§ **Yapılacak işler**:
#1 Domuz gribi haberine göre aşağıdaki soruları yanıtlayın:
(a) Profesör Ulrich Keil, Dünya Sağlık Örgütü'nde hangi birimin direktörü?
(b) Keil, domuz gribi salgınının kimlerin kârlarını artırmak için üretilen bir korku kampanyası olduğunu söylüyor?
(c) "Yanlış yapıyorsunuz" diyen bazı bilim adamları ilk aylarda nasıl karşılanıyordu?
#2 Domuz gribi haberinin "Domuz gribinde skandal" ile "Örgütü'nden skandal itiraf!" arasındaki kısmını, bu ifadeler de dahil, lütfen birebir aktarın.
#3 Domuz gribi haberine göre hastalık tüm dünyada sırasıyla hangi tepkilerle karşılandı? Hepsini sıralayın.

§ **Alıntı metin**:

________________________

Domuz gribinde skandal itiraf!
Abone olTüm dünyayı korkutan, ülkelerin milyon dolarlarca aşı almasına sebep olan Dünya Sağlık Örgütü'nden skandal itiraf!
Skandal itiraf! Dünya Sağlık Örgütü’nün (WHO) hastalıkların
sıklık ve yayılma düzenini inceleyen epidemioloji birimi direktörü
Profesör Ulrich Keil, “Domuz gribi salgını ilaç
üreticilerinin kârlarını artırmak için bu şirketlerle ortak olarak
üretilen bir korku kampanyasıydı” diye konuştu.
Tüm dünyada büyük önce panik, sonra korku ve son olarak kuşkuyla karşılanan domuz gribi hastalığı giderek daha büyük bir skandala dönüşüyor. Dünya Sağlık Örgütü’nün direktifleri doğrultusunda tüm dünyada gerçekleşen aşı kampanyaları ve milyarlarca dolara varan aşı ve ilaç stoklarına rağmen “Yanlış yapıyorsunuz” diyen bazı bilim adamları ilk aylarda tepkiyle karşılanıyordu.

________________________

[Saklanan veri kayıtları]
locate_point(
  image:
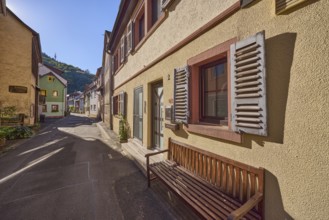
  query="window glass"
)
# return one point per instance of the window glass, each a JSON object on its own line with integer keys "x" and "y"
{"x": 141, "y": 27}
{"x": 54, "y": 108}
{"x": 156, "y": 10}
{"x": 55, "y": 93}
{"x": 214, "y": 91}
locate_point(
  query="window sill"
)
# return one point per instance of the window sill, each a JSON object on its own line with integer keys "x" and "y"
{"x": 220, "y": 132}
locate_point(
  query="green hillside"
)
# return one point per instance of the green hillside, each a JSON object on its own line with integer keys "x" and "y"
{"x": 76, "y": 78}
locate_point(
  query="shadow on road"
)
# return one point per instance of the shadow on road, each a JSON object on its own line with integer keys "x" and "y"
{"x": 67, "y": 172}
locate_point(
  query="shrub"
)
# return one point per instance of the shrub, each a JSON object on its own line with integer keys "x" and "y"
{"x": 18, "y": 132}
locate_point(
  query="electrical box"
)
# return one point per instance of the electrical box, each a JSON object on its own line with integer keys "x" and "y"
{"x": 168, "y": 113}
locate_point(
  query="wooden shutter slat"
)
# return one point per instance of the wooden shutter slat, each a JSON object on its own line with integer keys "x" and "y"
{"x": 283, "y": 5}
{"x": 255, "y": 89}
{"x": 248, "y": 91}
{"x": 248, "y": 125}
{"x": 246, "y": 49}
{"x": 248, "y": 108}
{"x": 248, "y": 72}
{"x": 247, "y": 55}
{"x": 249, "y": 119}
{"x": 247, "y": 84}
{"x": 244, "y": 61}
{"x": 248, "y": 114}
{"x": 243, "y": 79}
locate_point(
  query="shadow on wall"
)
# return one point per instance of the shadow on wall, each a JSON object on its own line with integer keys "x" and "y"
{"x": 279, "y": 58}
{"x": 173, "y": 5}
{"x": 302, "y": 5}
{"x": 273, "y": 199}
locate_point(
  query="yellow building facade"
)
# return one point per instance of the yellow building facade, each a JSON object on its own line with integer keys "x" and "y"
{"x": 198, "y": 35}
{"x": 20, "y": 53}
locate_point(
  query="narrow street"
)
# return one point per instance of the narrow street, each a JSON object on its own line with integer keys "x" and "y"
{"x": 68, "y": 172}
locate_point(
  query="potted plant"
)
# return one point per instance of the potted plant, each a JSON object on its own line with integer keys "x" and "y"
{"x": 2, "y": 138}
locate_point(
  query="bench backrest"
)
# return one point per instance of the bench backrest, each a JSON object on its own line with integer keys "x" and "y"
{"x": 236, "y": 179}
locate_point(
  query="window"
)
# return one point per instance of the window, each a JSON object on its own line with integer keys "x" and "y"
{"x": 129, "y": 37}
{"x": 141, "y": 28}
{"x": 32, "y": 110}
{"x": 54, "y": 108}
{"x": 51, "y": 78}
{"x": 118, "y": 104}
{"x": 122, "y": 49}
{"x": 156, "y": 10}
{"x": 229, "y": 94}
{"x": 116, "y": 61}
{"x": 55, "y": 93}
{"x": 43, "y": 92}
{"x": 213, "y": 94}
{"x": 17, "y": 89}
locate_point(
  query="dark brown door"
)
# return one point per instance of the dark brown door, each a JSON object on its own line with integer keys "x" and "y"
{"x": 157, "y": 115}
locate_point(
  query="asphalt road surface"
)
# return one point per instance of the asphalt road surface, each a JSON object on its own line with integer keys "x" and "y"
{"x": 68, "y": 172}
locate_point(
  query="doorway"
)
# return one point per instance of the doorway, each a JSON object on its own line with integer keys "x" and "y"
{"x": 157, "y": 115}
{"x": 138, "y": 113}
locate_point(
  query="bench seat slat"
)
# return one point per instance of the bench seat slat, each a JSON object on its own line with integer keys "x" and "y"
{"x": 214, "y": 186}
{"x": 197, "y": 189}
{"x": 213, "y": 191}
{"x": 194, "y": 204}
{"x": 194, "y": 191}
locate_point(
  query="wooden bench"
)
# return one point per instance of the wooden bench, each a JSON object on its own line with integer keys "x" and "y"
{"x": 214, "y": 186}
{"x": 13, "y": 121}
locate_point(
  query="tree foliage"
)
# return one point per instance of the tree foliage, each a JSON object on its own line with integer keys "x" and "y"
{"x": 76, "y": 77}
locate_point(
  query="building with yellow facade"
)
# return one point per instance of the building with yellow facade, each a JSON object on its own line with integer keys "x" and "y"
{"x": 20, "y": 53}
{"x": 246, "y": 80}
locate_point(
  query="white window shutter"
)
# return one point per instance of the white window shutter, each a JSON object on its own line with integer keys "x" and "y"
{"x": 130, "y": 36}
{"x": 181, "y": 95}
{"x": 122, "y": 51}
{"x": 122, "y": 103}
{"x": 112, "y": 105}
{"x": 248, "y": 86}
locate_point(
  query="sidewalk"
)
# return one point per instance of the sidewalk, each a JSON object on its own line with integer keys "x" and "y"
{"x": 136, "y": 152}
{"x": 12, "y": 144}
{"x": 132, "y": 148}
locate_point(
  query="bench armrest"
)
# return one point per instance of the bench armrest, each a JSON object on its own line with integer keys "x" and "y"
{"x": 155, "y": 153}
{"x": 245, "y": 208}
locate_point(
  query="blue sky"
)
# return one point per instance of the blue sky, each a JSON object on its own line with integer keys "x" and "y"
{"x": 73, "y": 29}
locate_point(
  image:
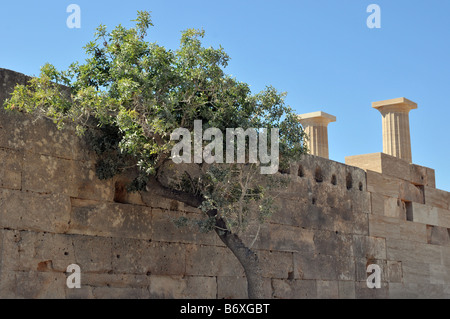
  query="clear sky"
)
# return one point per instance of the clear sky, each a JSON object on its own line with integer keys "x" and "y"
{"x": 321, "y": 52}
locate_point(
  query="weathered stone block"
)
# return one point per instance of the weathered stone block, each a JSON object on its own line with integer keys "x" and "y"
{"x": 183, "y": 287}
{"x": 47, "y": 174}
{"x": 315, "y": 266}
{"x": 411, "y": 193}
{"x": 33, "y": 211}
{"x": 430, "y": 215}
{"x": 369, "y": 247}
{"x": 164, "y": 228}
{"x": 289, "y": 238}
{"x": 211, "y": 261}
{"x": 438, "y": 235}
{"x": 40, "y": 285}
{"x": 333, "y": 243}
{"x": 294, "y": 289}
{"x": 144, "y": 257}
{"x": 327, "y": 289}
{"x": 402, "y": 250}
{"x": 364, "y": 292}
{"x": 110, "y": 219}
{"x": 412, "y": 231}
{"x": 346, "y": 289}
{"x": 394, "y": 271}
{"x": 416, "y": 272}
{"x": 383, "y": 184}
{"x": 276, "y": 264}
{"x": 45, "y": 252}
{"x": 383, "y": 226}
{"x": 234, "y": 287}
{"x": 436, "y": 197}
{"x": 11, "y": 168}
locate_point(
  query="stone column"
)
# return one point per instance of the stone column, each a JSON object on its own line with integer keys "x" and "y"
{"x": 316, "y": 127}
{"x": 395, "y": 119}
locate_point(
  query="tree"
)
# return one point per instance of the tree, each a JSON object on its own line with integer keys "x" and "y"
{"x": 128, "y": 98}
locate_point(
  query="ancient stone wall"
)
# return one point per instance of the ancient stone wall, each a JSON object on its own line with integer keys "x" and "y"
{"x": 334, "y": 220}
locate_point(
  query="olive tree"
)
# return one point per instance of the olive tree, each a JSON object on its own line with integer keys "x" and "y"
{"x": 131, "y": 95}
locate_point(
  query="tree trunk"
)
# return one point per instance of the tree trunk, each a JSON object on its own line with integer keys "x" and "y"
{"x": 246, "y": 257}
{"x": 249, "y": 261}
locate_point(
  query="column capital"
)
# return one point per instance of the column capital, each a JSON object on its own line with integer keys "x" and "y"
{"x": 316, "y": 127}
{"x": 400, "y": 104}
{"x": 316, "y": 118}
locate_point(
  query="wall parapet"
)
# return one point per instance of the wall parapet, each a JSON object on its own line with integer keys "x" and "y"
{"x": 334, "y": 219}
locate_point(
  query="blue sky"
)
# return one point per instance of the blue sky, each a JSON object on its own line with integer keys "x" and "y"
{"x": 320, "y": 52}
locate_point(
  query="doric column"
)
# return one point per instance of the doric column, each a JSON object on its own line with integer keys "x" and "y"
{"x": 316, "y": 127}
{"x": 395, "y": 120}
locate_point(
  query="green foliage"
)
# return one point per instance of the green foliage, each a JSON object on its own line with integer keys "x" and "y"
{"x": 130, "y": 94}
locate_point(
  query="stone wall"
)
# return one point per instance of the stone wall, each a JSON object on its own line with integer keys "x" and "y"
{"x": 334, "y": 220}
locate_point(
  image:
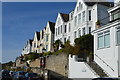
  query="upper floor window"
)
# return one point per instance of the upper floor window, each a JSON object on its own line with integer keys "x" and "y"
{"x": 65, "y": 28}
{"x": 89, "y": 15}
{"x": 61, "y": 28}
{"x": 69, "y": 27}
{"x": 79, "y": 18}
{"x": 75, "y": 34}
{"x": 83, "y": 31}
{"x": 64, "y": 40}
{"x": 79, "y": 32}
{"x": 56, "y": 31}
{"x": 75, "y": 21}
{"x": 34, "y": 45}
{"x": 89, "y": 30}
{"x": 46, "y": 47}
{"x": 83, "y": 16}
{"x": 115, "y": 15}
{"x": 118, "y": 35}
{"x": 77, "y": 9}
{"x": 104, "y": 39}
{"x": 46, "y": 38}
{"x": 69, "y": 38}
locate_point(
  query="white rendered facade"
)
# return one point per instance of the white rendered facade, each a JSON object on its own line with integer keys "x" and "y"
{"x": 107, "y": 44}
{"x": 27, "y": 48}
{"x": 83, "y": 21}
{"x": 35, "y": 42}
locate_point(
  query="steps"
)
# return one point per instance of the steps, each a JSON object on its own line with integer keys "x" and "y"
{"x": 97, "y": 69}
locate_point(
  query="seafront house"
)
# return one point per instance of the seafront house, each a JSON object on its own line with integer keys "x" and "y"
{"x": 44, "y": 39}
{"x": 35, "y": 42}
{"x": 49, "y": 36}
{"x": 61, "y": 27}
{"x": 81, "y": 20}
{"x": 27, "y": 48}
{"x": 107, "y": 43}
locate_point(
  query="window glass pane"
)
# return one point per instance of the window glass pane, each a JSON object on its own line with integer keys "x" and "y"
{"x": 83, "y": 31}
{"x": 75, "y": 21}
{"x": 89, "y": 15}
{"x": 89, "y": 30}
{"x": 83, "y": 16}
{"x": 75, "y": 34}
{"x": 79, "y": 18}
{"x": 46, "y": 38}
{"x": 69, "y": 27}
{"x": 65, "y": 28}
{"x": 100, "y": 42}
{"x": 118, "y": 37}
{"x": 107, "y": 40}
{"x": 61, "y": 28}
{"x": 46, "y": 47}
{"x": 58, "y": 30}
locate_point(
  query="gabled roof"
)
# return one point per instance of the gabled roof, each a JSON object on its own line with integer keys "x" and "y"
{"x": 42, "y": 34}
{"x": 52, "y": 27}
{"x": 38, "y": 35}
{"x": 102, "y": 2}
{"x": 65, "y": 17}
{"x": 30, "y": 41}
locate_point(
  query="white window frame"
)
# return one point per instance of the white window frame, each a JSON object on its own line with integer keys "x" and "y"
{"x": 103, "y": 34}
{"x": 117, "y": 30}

________________________

§ **Yanıtlar**:
#1
(a) Hastalıkların sıklık ve yayılma düzenini inceleyen epidemioloji birimi.
(b) İlaç üreticilerinin.
(c) Tepkiyle karşılanıyordu.

#2
Domuz gribinde skandal itiraf!
Abone olTüm dünyayı korkutan, ülkelerin milyon dolarlarca aşı almasına sebep olan Dünya Sağlık Örgütü'nden skandal itiraf!

#3 Panik, korku, kuşku